• **Task directions**
Using the entries below, transcribe exactly the line containing "of the green" and each line that follows it to the end.

··· Data excerpts

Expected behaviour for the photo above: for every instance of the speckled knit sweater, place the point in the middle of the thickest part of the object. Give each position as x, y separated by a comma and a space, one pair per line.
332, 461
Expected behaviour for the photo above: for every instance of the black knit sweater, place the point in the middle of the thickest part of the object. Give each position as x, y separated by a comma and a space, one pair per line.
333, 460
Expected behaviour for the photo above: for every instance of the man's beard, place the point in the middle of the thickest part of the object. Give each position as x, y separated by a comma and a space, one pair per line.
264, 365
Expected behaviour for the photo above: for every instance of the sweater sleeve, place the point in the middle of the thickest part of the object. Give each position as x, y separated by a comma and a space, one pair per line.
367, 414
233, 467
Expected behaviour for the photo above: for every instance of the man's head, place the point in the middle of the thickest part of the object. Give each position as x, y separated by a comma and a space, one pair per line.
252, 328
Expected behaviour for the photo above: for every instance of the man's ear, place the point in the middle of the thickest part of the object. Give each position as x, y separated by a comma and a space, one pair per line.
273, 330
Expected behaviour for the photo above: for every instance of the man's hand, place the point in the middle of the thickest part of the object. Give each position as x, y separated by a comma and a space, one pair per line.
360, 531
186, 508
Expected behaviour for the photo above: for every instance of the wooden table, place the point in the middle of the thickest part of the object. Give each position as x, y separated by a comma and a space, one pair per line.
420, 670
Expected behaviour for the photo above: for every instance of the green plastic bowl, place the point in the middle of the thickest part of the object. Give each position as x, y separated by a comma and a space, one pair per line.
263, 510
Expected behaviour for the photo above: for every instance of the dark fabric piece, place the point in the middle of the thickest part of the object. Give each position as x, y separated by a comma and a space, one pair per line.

······

• **Exercise result**
Expected behaviour for the photo above: for every instance of the green plastic bowl, place the point in the middle of the thickest part of the object. Give each position as x, y separated by a comma and a space, one pair per line.
263, 510
Expected behaviour for the photo above: for every instance of the dark fabric piece, place the point in the middle of the thickest part of the object. Give each position as x, y separated by a comma and a space, one pair per line.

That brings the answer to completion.